**Exercise**
Output the records that follow exactly as they are written.

....

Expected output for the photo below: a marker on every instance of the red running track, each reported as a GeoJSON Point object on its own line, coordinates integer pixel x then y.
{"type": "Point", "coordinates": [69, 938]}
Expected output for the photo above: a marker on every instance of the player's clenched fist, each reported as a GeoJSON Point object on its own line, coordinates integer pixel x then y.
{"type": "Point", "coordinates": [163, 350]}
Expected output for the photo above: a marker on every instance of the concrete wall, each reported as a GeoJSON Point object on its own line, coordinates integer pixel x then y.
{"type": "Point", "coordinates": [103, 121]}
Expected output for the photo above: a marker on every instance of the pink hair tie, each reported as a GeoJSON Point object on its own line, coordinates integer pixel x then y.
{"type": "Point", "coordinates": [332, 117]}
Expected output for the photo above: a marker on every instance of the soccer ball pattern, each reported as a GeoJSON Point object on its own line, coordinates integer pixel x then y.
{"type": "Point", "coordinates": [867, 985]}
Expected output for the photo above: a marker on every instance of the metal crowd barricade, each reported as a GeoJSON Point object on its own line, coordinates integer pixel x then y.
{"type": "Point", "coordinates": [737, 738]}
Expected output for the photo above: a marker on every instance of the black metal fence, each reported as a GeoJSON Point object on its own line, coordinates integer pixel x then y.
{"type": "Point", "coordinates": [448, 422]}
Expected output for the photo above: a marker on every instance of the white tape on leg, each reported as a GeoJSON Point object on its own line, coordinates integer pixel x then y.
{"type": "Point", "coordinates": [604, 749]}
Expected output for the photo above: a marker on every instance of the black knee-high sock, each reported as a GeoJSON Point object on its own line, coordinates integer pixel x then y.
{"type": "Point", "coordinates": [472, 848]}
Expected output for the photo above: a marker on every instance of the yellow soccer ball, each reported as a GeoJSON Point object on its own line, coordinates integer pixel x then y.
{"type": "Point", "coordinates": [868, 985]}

....

**Response**
Expected output for the photo below: a marker on every instance of the red running track, each reported as a GeoJSON Point object on its own line, coordinates integer pixel x then y.
{"type": "Point", "coordinates": [69, 938]}
Expected output for the photo above: a marker on every instance of the player's clenched fist, each reported as a GeoJSON Point object on its own line, coordinates integer pixel x then y.
{"type": "Point", "coordinates": [163, 350]}
Expected output for the photo above: a marker on every instance of the concrete wall, each reported as a GeoJSON Point object on its own line, coordinates integer pixel x then y.
{"type": "Point", "coordinates": [103, 121]}
Expected output for the photo above: a marker on every instance of the pink hair tie, each reported as a GeoJSON Point object on its own line, coordinates integer pixel x then y.
{"type": "Point", "coordinates": [332, 117]}
Expected output for the photo above: a marker on every instance of the soccer ball pattern, each reported as a GeoJSON Point object on its own line, coordinates integer pixel x then y.
{"type": "Point", "coordinates": [867, 985]}
Expected output for the photo above: a marker on every instance of the metal crowd barricade, each reported as a GeoJSON Point object on its own line, coordinates integer pixel x then y.
{"type": "Point", "coordinates": [737, 738]}
Expected output for the photo above: a marker on every instance of the black metal fence, each reported as a GeoJSON Point object on its own line, coordinates integer pixel x then y.
{"type": "Point", "coordinates": [448, 422]}
Expected output for the photo above: a marker on every instance of the white tape on leg, each reported as a GeoJSON Point object on its own line, coordinates integer pixel x then y.
{"type": "Point", "coordinates": [604, 749]}
Expected output for the photo above: a marker on every instance of the black knee-high sock, each reported as a GeoJSON Point object on its own line, coordinates integer pixel x then y.
{"type": "Point", "coordinates": [472, 848]}
Expected output for the photo above: a marker on every instance of the yellow soccer ball, each reported as a GeoJSON Point object on its own line, coordinates integer pixel x then y.
{"type": "Point", "coordinates": [868, 985]}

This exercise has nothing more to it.